> Short problem
Please copy the records word for word, from the line containing "[tag] one dot per instance, sample [14,248]." down through the final line of the records, both ends included.

====================

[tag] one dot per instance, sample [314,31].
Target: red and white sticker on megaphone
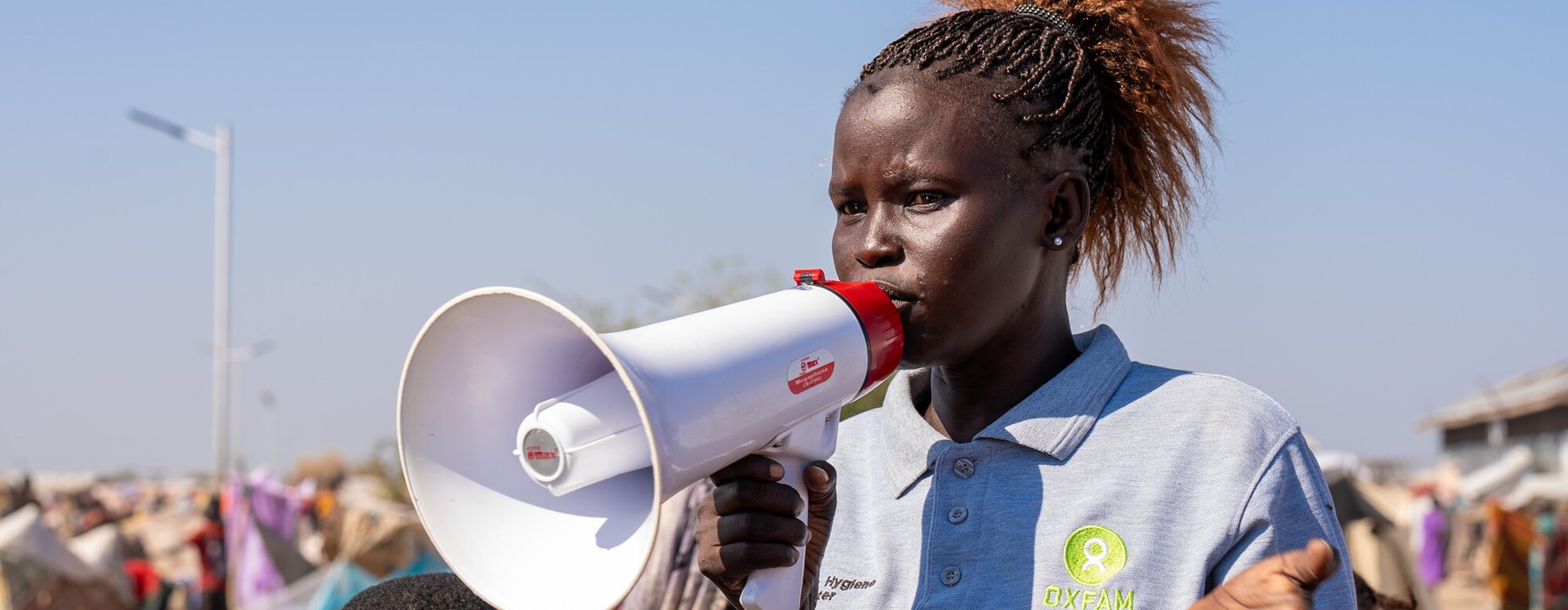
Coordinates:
[809,370]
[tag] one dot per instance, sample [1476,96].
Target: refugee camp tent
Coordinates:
[38,571]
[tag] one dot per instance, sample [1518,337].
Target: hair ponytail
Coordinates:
[1125,90]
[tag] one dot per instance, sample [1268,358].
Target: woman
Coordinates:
[979,164]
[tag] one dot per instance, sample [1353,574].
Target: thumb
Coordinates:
[1309,566]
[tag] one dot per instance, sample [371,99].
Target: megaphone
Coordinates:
[538,452]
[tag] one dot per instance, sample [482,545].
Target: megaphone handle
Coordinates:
[778,588]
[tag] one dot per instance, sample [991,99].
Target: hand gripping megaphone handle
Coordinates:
[780,588]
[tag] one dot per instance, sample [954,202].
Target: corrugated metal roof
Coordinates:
[1521,396]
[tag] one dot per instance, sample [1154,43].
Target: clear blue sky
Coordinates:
[1383,233]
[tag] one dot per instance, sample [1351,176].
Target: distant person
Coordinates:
[980,164]
[1434,543]
[209,543]
[146,586]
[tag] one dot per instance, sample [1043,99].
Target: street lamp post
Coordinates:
[221,146]
[237,358]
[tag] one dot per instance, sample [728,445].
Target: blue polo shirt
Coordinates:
[1115,485]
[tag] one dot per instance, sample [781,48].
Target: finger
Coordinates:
[760,527]
[752,466]
[822,482]
[1309,566]
[745,496]
[822,490]
[750,557]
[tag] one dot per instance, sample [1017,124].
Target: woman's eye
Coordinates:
[927,200]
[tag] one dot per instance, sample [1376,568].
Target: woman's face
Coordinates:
[936,204]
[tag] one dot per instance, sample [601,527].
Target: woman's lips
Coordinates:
[899,297]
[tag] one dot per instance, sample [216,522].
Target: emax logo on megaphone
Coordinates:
[538,451]
[813,372]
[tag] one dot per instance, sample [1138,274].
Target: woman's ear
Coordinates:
[1068,204]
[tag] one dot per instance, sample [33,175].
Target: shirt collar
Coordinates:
[1054,419]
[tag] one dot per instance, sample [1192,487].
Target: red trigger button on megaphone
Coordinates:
[809,276]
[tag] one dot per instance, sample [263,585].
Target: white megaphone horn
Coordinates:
[538,452]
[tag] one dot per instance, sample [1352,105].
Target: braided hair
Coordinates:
[1113,88]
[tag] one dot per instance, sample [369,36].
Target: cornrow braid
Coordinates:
[1121,94]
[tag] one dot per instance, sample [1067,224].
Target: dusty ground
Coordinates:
[1462,592]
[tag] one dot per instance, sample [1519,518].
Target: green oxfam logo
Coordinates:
[1095,554]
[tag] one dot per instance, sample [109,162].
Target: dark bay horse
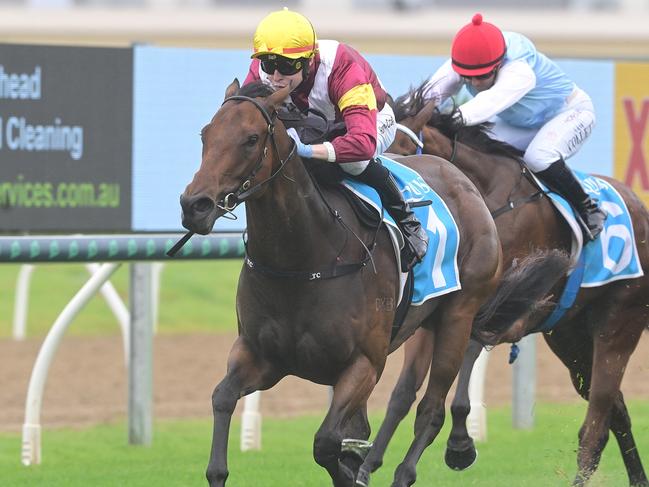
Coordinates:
[594,339]
[318,289]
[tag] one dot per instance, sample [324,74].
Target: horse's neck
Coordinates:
[289,224]
[486,171]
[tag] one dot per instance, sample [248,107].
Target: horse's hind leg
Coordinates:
[418,351]
[245,375]
[349,398]
[621,428]
[460,449]
[613,345]
[451,338]
[596,367]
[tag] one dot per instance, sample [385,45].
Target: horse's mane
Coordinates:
[256,89]
[475,136]
[326,173]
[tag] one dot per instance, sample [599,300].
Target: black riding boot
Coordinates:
[560,178]
[383,182]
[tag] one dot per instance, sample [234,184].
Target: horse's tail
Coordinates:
[522,293]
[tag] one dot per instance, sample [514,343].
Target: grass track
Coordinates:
[99,456]
[195,296]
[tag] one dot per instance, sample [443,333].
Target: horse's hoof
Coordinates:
[460,459]
[363,478]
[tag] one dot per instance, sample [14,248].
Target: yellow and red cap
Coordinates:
[285,33]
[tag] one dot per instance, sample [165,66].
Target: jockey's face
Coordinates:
[277,77]
[482,82]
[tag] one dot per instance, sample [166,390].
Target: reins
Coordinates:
[246,190]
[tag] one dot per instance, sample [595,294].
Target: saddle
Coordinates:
[312,125]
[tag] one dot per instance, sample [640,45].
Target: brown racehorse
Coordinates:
[310,302]
[594,339]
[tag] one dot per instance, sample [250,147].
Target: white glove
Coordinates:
[303,150]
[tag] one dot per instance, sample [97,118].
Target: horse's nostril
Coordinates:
[202,205]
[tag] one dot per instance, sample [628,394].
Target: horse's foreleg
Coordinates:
[621,428]
[245,375]
[349,398]
[451,338]
[418,351]
[460,449]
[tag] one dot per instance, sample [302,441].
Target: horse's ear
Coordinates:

====================

> Exercise output
[tag] one dot per instance, sample [14,248].
Target: yellow and red cap
Coordinates:
[285,33]
[tag] one dot per instance, sample [165,66].
Target: jockey's face
Coordinates:
[277,77]
[482,82]
[tag] one dot per instance, sample [166,390].
Target: reins
Coordinates:
[246,190]
[tag] one dot per instance, sample [595,294].
Target: saddle
Coordinates:
[312,125]
[tag] one dot per instance, sample [640,45].
Target: brown racehorse
Coordinates:
[310,302]
[594,339]
[tag] one dot per instance, sample [250,147].
Target: white glove
Coordinates:
[303,150]
[tag] one dot per instance, sample [97,118].
Target: horse's nostril
Coordinates:
[202,205]
[tag] one dot per instance, sample [628,394].
Target: horse's foreleg
Coordinates:
[621,428]
[245,375]
[349,398]
[451,338]
[418,351]
[460,449]
[tag] one dot per instance, sample [302,441].
Target: horse's ear
Coordinates:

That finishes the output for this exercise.